■ **Набор заданий**
1: У какого автора и в каком сочинении, согласно тексту о познании Бога, прослеживается первый след этого «способа познания» Бога?
2: Определите, согласуются ли с текстом о познании Бога следующие утверждения, и для каждого приведите решающие слова текста в точной цитате: (a) Климент открыто и в недвусмысленных выражениях утверждает непознаваемость Бога; (b) по Алкиною, о боге можно утверждать, что он есть благость и истина; (c) понятия, к которым обращается Климент, впоследствии подхватил Ориген.
3: Напишите следующую часть текста о познании Бога, начав сразу после его последнего предложения.

■ **Исходный текст**
Важно и то, что, хотя Климент подошел достаточно близко к понятию непознаваемости Бога, он, однако, никогда не утверждает эту непознаваемость открыто и в недвусмысленных выражениях. В большинстве случаев он ограничивается тем, что повторяет знаменитую фразу из «Тимея», 28с; ему знаком эпизод, связанный с воздвижением афинянами алтаря Неведомому Богу (см. Деян. 17, 28); но он полагает, что Неведомый Бог может быть познан в силу божественной благодати и при посредничестве Логоса. Другая мысль, уходящая своими корнями в вышеупомянутое место из «Тимея», сводится к тому, что познание Бога не может стать достоянием толпы, и в целях подтверждения этой идеи Климент обращается к ветхозаветному эпизоду, когда Моисей вступает в область мрака (Исх. 20, 21), а также к эпизоду восхищения апостола Павла до третьего неба (2 Кор. 12, 2—4). Эти понятия будут впоследствии подхвачены Григорием Нисским и Дионисием Ареопагитом.
Первый след этого «способа познания» Бога прослеживается у Страбона, «География», X 467С:
«Таинственное сокрытие священных вещей сообщает богу [особое] величие, так как оно воспроизводит его природу, ускользающую от нашего ощущения».
Загадка божества сокрыта в вещах неодушевленных и бестелесных также согласно Плутарху («Об Осирисе и Изиде», 382А). Но уже Аристотель отметил («Метафизика», 1056а 24), что «στέρησις [отьятие] и άπόφασις [отрицание] отталкиваются от чего–то вполне определенного». Алкиной («Учебник пл. ф.», гл. 10) приводит нам некоторые примеры, связанные с методом «отъятия»: любое высказывание касательно бога формируется посредством отрицания какого–либо предиката, присущего видимому миру; но часто отрицанию подвергается также и предикат, обладающий противоположным смыслом. Так, к примеру, утверждается, что бог не является ни частью какой–либо вещи, ни целым, содержащим в себе совокупность частей. И таким образом бог исключается из сферы видимого.
Вместе с тем для Алкиноя некоторые предикаты приемлемы в большей степени, хотя бог и невыразим: можно, в частности, утверждать, что бог есть благость, соразмерность, истина, что он отец. Эти два момента выявляют, по мнению Мортли, парадокс, заключенный в самом сердце платонизма, а именно парадокс отношения между становлением и бытием; так, противоположности оказываются объединенными. Платоники то подчеркивают непрерывную преемственность, существующую между богом и чувственным миром, то предпочитают проставлять акценты на различии между двумя планами бытия. Эта неоднозначная позиция является ключом к тому, чтобы объяснить нам ту терминологическую путаницу, которая наличествует в свидетельствах о via negative. Наиболее распространенными являются термины άπόφασις [отрицание], άφαίρεσις [отнятие] и άνάλυσις [отъединение] (см. Цельс, «Истинное слово», VII, 42 и Климент, «Строматы», V 11, 71, 2). Таким образом, каждый последующий акт абстрагирования представляет собой отрицание некоего низшего понятия и позволяет восходить к понятиям еще более абстрактным, причем этот метод предполагает непресекающуюся связь между всеми ступенями восхождения: каждая ступень содержит в себе последующую ступень, а потому её необходимо выделить и изолировать посредством метода отрицания.

■ **Фрагмент данных**
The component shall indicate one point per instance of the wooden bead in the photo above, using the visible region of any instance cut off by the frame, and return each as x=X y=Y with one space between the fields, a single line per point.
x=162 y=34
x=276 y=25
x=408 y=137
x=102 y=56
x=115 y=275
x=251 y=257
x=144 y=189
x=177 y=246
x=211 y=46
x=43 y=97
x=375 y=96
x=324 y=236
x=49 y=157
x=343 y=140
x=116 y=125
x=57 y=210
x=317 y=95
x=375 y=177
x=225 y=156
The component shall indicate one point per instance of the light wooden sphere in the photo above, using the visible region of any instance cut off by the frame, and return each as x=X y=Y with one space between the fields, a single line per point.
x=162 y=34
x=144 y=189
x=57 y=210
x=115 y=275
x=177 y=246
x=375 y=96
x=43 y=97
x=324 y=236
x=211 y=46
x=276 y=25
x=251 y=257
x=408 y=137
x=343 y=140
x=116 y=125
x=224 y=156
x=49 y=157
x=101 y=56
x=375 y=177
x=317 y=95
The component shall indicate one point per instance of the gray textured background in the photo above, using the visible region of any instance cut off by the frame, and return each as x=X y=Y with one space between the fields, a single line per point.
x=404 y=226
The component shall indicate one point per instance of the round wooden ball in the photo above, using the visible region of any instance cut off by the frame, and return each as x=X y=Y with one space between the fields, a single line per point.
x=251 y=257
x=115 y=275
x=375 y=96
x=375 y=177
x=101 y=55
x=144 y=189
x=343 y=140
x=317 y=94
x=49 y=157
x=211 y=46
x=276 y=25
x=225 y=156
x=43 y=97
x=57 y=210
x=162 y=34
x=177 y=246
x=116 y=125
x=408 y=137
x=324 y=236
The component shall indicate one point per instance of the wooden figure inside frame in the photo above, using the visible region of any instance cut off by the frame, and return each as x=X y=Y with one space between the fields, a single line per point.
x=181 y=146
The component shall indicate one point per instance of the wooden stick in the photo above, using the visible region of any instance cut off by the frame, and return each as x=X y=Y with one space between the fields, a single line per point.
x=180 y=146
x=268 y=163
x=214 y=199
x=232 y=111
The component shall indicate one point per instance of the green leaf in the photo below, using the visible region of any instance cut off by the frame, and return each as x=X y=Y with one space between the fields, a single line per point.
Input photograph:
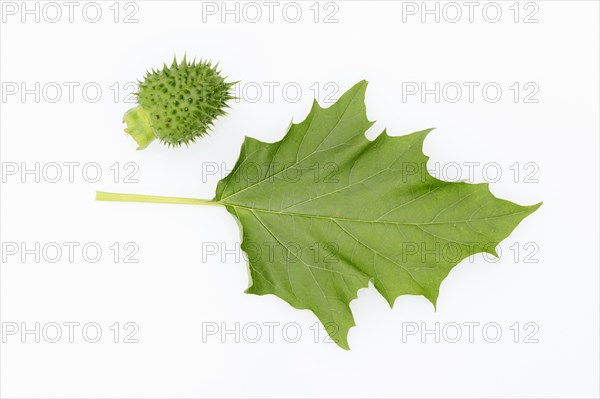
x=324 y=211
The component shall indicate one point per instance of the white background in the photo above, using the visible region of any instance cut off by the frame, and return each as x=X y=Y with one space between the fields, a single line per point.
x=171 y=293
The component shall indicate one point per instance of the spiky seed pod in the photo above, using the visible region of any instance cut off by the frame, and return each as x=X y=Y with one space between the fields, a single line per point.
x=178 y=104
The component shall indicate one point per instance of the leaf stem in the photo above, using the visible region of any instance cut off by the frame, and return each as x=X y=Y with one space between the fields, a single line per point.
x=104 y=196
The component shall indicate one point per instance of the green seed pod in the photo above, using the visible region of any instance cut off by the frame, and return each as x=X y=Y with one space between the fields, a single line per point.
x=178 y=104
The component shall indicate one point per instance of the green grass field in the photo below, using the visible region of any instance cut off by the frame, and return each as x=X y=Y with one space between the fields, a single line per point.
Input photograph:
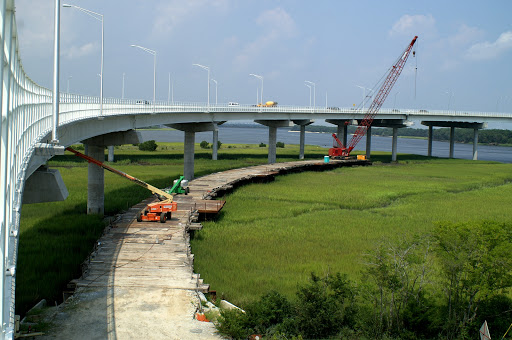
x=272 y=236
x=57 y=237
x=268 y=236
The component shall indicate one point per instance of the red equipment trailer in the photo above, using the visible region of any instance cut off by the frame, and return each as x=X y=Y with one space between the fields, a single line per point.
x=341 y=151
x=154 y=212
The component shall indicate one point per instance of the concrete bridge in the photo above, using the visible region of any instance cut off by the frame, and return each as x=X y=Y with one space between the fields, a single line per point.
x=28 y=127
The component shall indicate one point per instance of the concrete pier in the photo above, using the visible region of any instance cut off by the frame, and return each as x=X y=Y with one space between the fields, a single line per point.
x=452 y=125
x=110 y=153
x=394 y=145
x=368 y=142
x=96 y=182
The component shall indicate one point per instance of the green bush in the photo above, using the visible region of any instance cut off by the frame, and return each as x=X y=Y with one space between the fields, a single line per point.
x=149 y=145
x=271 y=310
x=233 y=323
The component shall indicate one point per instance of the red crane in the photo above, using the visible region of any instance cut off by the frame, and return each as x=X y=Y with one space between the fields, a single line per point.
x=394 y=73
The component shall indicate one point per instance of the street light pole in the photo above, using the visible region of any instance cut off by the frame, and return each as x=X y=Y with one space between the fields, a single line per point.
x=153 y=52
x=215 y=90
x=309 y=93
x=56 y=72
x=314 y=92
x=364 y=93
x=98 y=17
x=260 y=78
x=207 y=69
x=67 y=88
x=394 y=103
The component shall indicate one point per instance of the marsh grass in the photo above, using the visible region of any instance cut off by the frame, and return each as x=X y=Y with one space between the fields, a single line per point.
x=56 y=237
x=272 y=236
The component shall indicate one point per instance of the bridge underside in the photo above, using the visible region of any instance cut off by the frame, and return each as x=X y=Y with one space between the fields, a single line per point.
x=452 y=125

■ **Ответы к заданиям**
1: У Страбона, в «Географии», X 467С.

2:
(a) Нет: «он, однако, никогда не утверждает эту непознаваемость открыто и в недвусмысленных выражениях».
(b) Да: «можно, в частности, утверждать, что бог есть благость, соразмерность, истина, что он отец».
(c) Нет: «Эти понятия будут впоследствии подхвачены Григорием Нисским и Дионисием Ареопагитом».

3:
Климент в еще большей мере, чем апологеты, должен расцениваться как истинный основатель греческого патриотического богословия. Многими учеными отмечалось, что если Климент в полноте не развил тринитарное богословие, то это было естественным для времени, когда он жил и творил, когда не только он, но и прочие христианские писатели не уделяли большого внимания природе, положению в иерархической структуре Троицы и роли Святого Духа. В одном разделе пятой книги «Стромат» Климент, тем не менее, утверждает, что христианская Троица была предвозвещена в знаменитом месте второго письма Платона (312е) (в действительности текст этого письма не принадлежит Платону, но является фальсификацией, которую надлежит приписать неопифагорейцам II в. — т. е. философам, современным неоплатоникам II в., что весьма знаменательно). Итак, в этом месте говорится о «трех царях». Процитировав (псевдо-) платоновский текст, Климент переходит к его изъяснению («Строматы», V 14,103,1 (Морескини, стр. 118: VII, 103, 1)и сл.):
«Когда же Платон говорит, что “все тяготеет к царю всего, и все совершается ради него, и он — причина всего прекрасного. Ко второму же — тяготеет второе, а к третьему — третье”, то это следует понимать как указание на Святую Троицу. Третий в ней — Святой Дух, второй — Сын, через Которого все возникло (Ин. 1,3) по воле Отца» [19]
.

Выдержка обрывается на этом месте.